> **REQUIREMENT**: Go through the listing that follows and write it out exactly. Drop the pictures.

*** RECORDED INFORMATION Section Begins ***

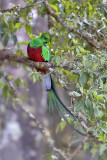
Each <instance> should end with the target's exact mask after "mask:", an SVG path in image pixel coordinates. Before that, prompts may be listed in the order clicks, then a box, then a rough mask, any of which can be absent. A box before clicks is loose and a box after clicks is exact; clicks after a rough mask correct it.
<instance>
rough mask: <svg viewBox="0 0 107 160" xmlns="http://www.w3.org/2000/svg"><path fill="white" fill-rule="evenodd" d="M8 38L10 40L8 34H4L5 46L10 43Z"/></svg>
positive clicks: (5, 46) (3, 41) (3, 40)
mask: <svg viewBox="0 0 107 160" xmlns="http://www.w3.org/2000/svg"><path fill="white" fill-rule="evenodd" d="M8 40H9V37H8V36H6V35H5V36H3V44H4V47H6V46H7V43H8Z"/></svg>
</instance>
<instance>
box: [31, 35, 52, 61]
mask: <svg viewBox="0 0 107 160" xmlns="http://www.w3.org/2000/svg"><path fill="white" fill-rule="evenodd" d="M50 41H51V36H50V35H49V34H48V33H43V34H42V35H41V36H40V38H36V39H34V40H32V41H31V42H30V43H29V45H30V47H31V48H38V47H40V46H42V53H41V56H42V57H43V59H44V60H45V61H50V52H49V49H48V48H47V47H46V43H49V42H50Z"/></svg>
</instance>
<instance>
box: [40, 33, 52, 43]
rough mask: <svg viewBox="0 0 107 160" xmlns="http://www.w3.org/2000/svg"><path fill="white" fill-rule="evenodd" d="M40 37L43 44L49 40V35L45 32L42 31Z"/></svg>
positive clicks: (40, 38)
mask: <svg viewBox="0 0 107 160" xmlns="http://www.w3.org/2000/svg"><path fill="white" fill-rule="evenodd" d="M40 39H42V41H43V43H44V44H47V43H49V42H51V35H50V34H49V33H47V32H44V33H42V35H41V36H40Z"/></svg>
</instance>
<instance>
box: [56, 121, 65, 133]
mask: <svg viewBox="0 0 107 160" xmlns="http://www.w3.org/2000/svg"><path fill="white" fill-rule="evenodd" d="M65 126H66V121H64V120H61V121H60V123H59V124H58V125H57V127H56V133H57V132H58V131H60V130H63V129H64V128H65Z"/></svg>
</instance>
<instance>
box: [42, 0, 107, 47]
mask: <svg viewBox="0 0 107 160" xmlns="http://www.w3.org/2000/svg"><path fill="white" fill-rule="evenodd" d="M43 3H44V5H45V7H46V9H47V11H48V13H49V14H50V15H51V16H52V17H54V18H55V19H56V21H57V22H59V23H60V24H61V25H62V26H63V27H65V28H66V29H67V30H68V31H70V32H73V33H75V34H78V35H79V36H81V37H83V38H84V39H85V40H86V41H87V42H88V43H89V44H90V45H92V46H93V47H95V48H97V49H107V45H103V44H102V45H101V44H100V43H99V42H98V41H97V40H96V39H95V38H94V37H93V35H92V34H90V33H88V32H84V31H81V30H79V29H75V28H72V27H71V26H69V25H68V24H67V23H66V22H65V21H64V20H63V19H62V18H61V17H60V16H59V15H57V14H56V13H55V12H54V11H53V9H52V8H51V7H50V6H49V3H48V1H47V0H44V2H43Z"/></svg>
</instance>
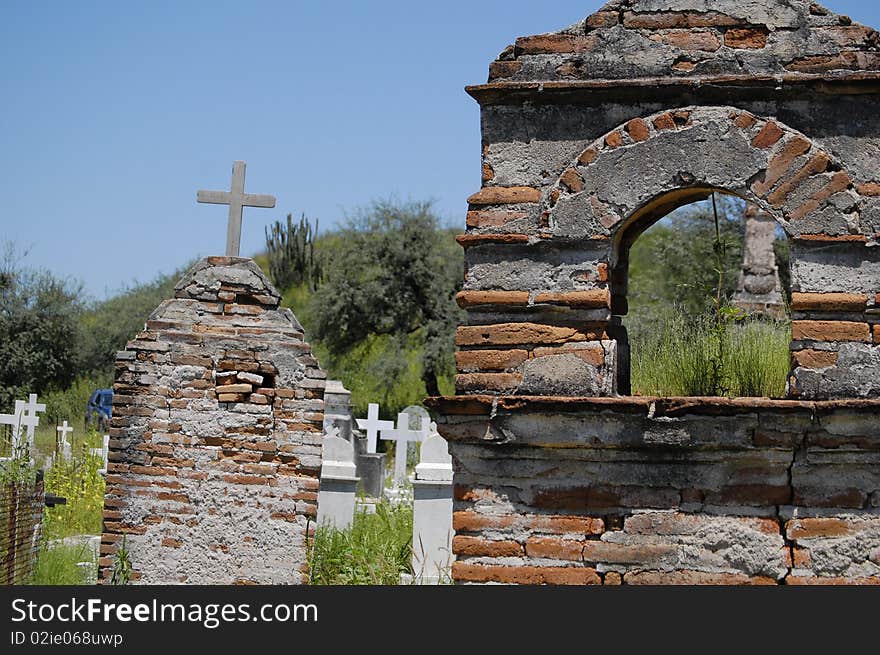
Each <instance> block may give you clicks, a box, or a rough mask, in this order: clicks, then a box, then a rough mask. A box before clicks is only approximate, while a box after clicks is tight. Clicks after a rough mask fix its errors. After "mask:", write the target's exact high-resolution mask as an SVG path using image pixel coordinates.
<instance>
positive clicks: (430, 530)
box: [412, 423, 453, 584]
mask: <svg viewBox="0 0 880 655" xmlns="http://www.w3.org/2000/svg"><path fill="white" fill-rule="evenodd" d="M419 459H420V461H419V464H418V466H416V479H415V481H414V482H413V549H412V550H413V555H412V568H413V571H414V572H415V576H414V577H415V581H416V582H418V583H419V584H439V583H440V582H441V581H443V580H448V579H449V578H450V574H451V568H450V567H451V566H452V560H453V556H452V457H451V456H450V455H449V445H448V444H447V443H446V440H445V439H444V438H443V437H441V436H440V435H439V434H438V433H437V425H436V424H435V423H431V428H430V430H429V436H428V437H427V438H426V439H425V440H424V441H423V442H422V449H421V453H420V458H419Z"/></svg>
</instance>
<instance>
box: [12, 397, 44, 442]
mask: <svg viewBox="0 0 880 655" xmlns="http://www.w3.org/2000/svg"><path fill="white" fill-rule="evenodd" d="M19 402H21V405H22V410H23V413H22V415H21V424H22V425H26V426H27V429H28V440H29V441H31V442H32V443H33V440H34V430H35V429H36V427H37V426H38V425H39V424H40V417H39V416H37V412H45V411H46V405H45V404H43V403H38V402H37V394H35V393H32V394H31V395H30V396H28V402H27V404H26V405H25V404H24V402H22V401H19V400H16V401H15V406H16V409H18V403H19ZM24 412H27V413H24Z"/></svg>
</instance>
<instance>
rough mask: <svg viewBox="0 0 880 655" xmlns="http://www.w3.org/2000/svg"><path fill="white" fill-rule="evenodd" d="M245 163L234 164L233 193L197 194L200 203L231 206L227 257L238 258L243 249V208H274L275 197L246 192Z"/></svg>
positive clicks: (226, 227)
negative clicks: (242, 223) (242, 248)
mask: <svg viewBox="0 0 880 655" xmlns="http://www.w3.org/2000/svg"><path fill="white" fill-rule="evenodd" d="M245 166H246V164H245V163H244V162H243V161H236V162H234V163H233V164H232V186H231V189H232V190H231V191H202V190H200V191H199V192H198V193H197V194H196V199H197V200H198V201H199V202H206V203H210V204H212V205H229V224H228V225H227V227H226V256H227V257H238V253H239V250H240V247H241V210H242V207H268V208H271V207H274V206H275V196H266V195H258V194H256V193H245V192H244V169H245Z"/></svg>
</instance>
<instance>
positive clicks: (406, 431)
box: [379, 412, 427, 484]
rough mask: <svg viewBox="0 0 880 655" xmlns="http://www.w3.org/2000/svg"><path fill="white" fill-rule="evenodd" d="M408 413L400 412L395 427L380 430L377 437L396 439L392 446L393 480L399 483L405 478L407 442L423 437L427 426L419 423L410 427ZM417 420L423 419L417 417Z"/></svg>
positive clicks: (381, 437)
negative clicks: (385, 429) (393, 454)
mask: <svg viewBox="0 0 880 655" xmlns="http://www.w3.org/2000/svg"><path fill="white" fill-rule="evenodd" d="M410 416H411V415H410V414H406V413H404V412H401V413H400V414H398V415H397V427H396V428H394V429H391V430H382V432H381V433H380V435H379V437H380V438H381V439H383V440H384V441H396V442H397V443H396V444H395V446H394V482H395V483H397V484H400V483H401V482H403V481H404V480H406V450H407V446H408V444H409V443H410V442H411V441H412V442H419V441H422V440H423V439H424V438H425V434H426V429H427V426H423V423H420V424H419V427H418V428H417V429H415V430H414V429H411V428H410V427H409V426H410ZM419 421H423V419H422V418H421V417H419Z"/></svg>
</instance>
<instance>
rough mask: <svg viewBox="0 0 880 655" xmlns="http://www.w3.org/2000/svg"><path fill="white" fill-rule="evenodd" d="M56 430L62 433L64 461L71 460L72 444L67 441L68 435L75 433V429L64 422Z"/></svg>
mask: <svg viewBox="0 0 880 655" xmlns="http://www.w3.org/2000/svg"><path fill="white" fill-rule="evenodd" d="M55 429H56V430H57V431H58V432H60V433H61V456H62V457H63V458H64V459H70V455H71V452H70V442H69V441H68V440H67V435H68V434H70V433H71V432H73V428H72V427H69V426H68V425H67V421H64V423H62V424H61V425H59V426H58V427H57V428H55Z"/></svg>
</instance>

*** RECORDED INFORMATION Section Ends ***

> **RESULT OF THE EXERCISE**:
Each <instance> should end with the target's exact mask after "mask:", an SVG path in image pixel coordinates. Before that, prompts may be listed in the order clicks, then a box, then a rough mask, any of which can be absent. A box before clicks is loose and a box after clicks is exact; clicks after a rough mask correct it.
<instance>
rough mask: <svg viewBox="0 0 107 160" xmlns="http://www.w3.org/2000/svg"><path fill="white" fill-rule="evenodd" d="M8 38L10 40L8 34H4L5 46L10 43Z"/></svg>
positive clicks: (5, 46) (3, 41) (3, 40)
mask: <svg viewBox="0 0 107 160" xmlns="http://www.w3.org/2000/svg"><path fill="white" fill-rule="evenodd" d="M8 40H9V37H8V36H6V35H5V36H3V44H4V47H6V46H7V43H8Z"/></svg>
</instance>
<instance>
box: [31, 35, 52, 61]
mask: <svg viewBox="0 0 107 160" xmlns="http://www.w3.org/2000/svg"><path fill="white" fill-rule="evenodd" d="M50 41H51V36H50V35H49V34H48V33H43V34H42V35H41V36H40V38H36V39H34V40H32V41H31V42H30V43H29V45H30V47H31V48H38V47H40V46H42V53H41V56H42V57H43V59H44V60H45V61H50V52H49V49H48V48H47V47H46V43H49V42H50Z"/></svg>
</instance>
<instance>
box: [40, 33, 52, 43]
rough mask: <svg viewBox="0 0 107 160" xmlns="http://www.w3.org/2000/svg"><path fill="white" fill-rule="evenodd" d="M40 37L43 44L49 40V35L45 32L42 31Z"/></svg>
positive clicks: (40, 38)
mask: <svg viewBox="0 0 107 160" xmlns="http://www.w3.org/2000/svg"><path fill="white" fill-rule="evenodd" d="M40 39H42V41H43V43H44V44H47V43H49V42H51V35H50V34H49V33H47V32H44V33H42V35H41V36H40Z"/></svg>
</instance>
<instance>
box: [56, 121, 65, 133]
mask: <svg viewBox="0 0 107 160" xmlns="http://www.w3.org/2000/svg"><path fill="white" fill-rule="evenodd" d="M65 126H66V121H64V120H61V121H60V123H59V124H58V125H57V127H56V133H57V132H58V131H60V130H63V129H64V128H65Z"/></svg>
</instance>
<instance>
box: [42, 0, 107, 47]
mask: <svg viewBox="0 0 107 160" xmlns="http://www.w3.org/2000/svg"><path fill="white" fill-rule="evenodd" d="M43 3H44V5H45V7H46V9H47V11H48V13H49V14H50V15H51V16H52V17H54V18H55V19H56V21H57V22H59V23H60V24H61V25H62V26H63V27H65V28H66V29H67V30H68V31H70V32H73V33H75V34H78V35H79V36H81V37H83V38H84V39H85V40H86V41H87V42H88V43H89V44H90V45H92V46H93V47H95V48H97V49H107V45H103V44H102V45H101V44H100V43H99V42H98V41H97V40H96V39H95V38H94V37H93V35H92V34H90V33H88V32H84V31H81V30H79V29H75V28H72V27H71V26H69V25H68V24H67V23H66V22H65V21H64V20H63V19H62V18H61V17H60V16H59V15H57V14H56V13H55V12H54V11H53V9H52V8H51V7H50V6H49V3H48V1H47V0H44V2H43Z"/></svg>
</instance>
Each <instance> block may give you clicks, a box, or a rough mask, in this order: clicks, then a box, then a rough mask. A box before clicks is only approximate, while a box after clicks is tight. Clicks after a rough mask fix its errors. After "mask:", write the target's exact high-resolution mask as an SVG path using image pixel coordinates.
<instance>
positive clicks: (430, 530)
box: [412, 423, 453, 584]
mask: <svg viewBox="0 0 880 655" xmlns="http://www.w3.org/2000/svg"><path fill="white" fill-rule="evenodd" d="M419 459H420V461H419V464H418V466H416V479H415V481H414V482H413V549H412V550H413V555H412V568H413V571H414V572H415V576H414V577H415V581H416V582H418V583H419V584H439V583H440V582H441V581H443V580H448V579H449V578H450V574H451V568H450V567H451V566H452V560H453V556H452V457H451V456H450V455H449V445H448V444H447V443H446V440H445V439H444V438H443V437H441V436H440V435H439V434H438V433H437V425H436V424H435V423H431V428H430V430H429V436H428V437H427V438H426V439H425V440H424V441H423V442H422V449H421V453H420V458H419Z"/></svg>
</instance>
<instance>
box: [12, 397, 44, 442]
mask: <svg viewBox="0 0 880 655" xmlns="http://www.w3.org/2000/svg"><path fill="white" fill-rule="evenodd" d="M19 402H21V405H22V410H23V413H22V415H21V424H22V425H26V426H27V429H28V440H29V441H31V442H32V443H33V440H34V430H35V429H36V427H37V426H38V425H39V424H40V417H39V416H37V412H45V411H46V405H45V404H43V403H38V402H37V394H35V393H32V394H31V395H30V396H28V402H27V404H26V405H25V404H24V402H22V401H19V400H16V401H15V406H16V409H18V403H19ZM24 412H27V413H24Z"/></svg>
</instance>
<instance>
rough mask: <svg viewBox="0 0 880 655" xmlns="http://www.w3.org/2000/svg"><path fill="white" fill-rule="evenodd" d="M245 163L234 164L233 193L197 194L200 203L231 206L227 257L238 258L243 249V208H274L275 197L246 192Z"/></svg>
positive clicks: (226, 227)
negative clicks: (242, 223) (242, 248)
mask: <svg viewBox="0 0 880 655" xmlns="http://www.w3.org/2000/svg"><path fill="white" fill-rule="evenodd" d="M245 166H246V164H245V163H244V162H243V161H236V162H234V163H233V164H232V186H231V189H232V190H231V191H202V190H200V191H199V192H198V193H197V194H196V199H197V200H198V201H199V202H206V203H210V204H212V205H229V224H228V225H227V227H226V256H227V257H238V253H239V250H240V247H241V210H242V207H268V208H271V207H274V206H275V196H266V195H258V194H256V193H245V192H244V169H245Z"/></svg>
</instance>
<instance>
positive clicks: (406, 431)
box: [379, 412, 427, 484]
rough mask: <svg viewBox="0 0 880 655" xmlns="http://www.w3.org/2000/svg"><path fill="white" fill-rule="evenodd" d="M408 413L400 412L395 427L380 430L377 437L396 439L392 446L393 480L399 483L405 478L407 442L423 437L427 426L419 423L410 427ZM417 420L423 419L417 417Z"/></svg>
positive clicks: (381, 437)
negative clicks: (385, 429) (393, 454)
mask: <svg viewBox="0 0 880 655" xmlns="http://www.w3.org/2000/svg"><path fill="white" fill-rule="evenodd" d="M410 416H411V415H410V414H406V413H404V412H401V413H400V414H398V415H397V427H396V428H394V429H391V430H382V432H381V433H380V435H379V437H380V438H381V439H383V440H384V441H396V442H397V443H396V444H395V446H394V482H395V483H397V484H400V483H401V482H403V481H404V480H406V450H407V446H408V444H409V443H410V442H411V441H412V442H419V441H422V440H423V439H424V438H425V434H426V429H427V426H423V423H420V424H419V427H418V428H417V429H415V430H414V429H411V428H410V427H409V426H410ZM419 421H423V419H422V418H421V417H419Z"/></svg>
</instance>
<instance>
rough mask: <svg viewBox="0 0 880 655" xmlns="http://www.w3.org/2000/svg"><path fill="white" fill-rule="evenodd" d="M56 430L62 433L64 461L71 460L72 444L67 441L68 435L75 433V429L64 422Z"/></svg>
mask: <svg viewBox="0 0 880 655" xmlns="http://www.w3.org/2000/svg"><path fill="white" fill-rule="evenodd" d="M55 429H56V430H57V431H58V432H60V433H61V456H62V457H63V458H64V459H70V455H71V452H70V442H69V441H68V440H67V435H68V434H70V433H71V432H73V428H72V427H69V426H68V425H67V421H64V423H62V424H61V425H59V426H58V427H57V428H55Z"/></svg>
</instance>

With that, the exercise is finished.